- **Supplied passage**:
######

Financial ratios for factory overhead and selling, general and administrative expenses were based on data from the 2011 financial statements of Krasnogorivs'kij Refractory Plant, a Ukrainian producer of refractory bricks.[30]

Fair Value Comparisons

Based on the data provided by Petitioner, there is reason to believe that imports of silica bricks from the PRC are being, or are likely to be, sold in the United States at less than fair value. Based on a comparison of U.S. prices and NV calculated in accordance with section 773(c) of the Act, as described above, the estimated dumping margins range from 118.47 percent to 290.12 percent.[31]

Initiation of Antidumping Duty Investigation

Based upon our examination of the Petition on silica bricks from the PRC, the Department finds the Petition meets the requirements of section 732 of the Act. Therefore, we are initiating an antidumping duty investigation to determine whether imports of silica bricks from the PRC are being, or are likely to be, sold in the United States at less than fair value. In accordance with section 733(b)(1)(A) of the Act and 19 CFR 351.205(b)(1), unless postponed, we will make our preliminary determination no later than 140 days after the date of this initiation.

Application of an Alternative Comparison Methodology

Pursuant to 19 CFR 351.414(c)(1) (2012), in calculating the weighted-average dumping margins in this investigation, the Department will compare weighted-average EPs (or constructed export prices) with weighted-average NVs (the average-to-average method) unless it is determined that another method is appropriate in a particular case. If any interested party wishes to request that the Department consider whether it is appropriate in this investigation to apply an alternative comparison methodology pursuant to 19 CFR 351.414(c)(1) (2012), such requests are due no later than 45 days before the scheduled date of the preliminary determination.

Respondent Selection

Petitioner identified 10 PRC producers/exporters of silica bricks. The Department will issue quantity and value questionnaires to each of the 10 producers/exporters of silica bricks named in the Petition, and will make its respondent selection decision based on the responses to the questionnaires it receives. Parties that do not receive a quantity and value questionnaire from the Department may file a quantity and value questionnaire by the applicable deadline if they wish to be included in the pool of companies from which the Department will select mandatory respondents.

The Department requires that the respondents submit a response to both the quantity and value questionnaire and the separate-rate application by the respective deadlines in order to receive consideration for separate-rate status. On the date of the publication of this initiation notice in the Federal Register, the Department will post the quantity and value questionnaire along with the filing instructions on the Import Administration Web site at (http://ia.ita.doc.gov/ia-highlights-and-news.html). In order for the Department to consider a quantity and value questionnaire response, we must receive the response filed electronically using IA ACCESS by no later than 5:00 p.m. on December 26, 2012.[32]

Interested parties must submit applications for disclosure under administrative protective order (“APO”) in accordance with 19 CFR 351.305. Instructions for filing such applications may be found on the Department's Web site at (http://ia.ita.doc.gov/apo).

######

- **Provided data**:
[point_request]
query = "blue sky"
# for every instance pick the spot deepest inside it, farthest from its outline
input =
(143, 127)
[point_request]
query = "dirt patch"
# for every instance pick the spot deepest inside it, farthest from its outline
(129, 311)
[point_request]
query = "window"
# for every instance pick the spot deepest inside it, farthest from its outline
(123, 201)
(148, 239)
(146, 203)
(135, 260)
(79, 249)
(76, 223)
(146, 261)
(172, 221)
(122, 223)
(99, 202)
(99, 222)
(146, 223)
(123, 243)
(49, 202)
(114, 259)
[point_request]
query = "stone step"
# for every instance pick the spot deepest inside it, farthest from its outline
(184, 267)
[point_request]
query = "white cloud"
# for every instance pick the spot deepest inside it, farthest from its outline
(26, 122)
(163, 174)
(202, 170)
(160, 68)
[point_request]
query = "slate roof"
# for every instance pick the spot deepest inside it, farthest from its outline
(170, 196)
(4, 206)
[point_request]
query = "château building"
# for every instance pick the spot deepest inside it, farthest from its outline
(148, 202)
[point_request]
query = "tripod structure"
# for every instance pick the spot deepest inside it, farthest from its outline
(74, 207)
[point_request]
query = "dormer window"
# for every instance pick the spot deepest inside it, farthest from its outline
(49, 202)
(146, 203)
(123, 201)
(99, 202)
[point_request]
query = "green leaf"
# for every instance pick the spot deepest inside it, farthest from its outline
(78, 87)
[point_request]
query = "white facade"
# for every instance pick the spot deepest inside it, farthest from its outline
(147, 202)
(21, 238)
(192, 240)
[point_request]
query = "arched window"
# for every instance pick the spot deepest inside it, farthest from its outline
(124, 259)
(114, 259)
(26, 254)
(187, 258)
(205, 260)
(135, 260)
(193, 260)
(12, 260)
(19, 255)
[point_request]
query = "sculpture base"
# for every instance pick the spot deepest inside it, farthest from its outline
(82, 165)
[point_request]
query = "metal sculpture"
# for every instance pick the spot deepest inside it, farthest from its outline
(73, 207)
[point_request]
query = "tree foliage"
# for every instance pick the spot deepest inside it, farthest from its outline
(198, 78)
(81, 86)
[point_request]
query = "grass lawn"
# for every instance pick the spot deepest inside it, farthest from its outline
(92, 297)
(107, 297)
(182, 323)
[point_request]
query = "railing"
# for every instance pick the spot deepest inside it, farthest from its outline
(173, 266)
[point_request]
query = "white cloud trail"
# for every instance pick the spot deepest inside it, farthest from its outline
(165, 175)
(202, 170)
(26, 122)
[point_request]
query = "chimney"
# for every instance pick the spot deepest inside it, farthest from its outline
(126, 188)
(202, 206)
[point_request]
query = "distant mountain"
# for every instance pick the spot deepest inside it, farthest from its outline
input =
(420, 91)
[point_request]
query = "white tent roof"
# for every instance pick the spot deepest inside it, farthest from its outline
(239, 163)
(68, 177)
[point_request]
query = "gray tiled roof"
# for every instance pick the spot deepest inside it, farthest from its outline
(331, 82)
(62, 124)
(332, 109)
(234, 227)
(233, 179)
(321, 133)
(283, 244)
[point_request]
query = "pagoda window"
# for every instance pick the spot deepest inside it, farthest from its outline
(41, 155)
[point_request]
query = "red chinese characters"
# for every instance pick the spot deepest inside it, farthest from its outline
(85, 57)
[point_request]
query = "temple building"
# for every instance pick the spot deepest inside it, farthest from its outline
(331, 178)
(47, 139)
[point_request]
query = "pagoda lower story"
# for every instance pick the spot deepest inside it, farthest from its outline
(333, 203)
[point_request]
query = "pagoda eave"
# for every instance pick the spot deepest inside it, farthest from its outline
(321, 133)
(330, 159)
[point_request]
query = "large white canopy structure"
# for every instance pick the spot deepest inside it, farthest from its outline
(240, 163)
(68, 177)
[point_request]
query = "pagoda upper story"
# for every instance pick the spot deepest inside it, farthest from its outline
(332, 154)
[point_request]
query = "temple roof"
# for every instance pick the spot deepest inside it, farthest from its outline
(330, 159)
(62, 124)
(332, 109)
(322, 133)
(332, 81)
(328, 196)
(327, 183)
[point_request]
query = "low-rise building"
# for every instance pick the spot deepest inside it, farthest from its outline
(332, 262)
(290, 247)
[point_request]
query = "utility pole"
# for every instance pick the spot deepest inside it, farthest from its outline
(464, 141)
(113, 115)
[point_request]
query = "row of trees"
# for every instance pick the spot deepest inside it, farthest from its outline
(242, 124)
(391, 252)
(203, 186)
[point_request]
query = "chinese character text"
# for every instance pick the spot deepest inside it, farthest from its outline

######

- **Aim A**: Reproduce the stretch of the silica bricks notice from "Based upon our" through "of this initiation.".
- **Aim B**:
Answer these from the silica bricks notice:
(i) How many PRC producers/exporters of silica bricks did Petitioner identify?
(ii) What range do the estimated dumping margins fall within?
(iii) By what time and date must a quantity and value questionnaire response be received?
The records have no connection to the silica bricks notice.

- **Correct output A**:
Based upon our examination of the Petition on silica bricks from the PRC, the Department finds the Petition meets the requirements of section 732 of the Act. Therefore, we are initiating an antidumping duty investigation to determine whether imports of silica bricks from the PRC are being, or are likely to be, sold in the United States at less than fair value. In accordance with section 733(b)(1)(A) of the Act and 19 CFR 351.205(b)(1), unless postponed, we will make our preliminary determination no later than 140 days after the date of this initiation.

- **Correct output B**:
(i) 10
(ii) 118.47 percent to 290.12 percent
(iii) 5:00 p.m. on December 26, 2012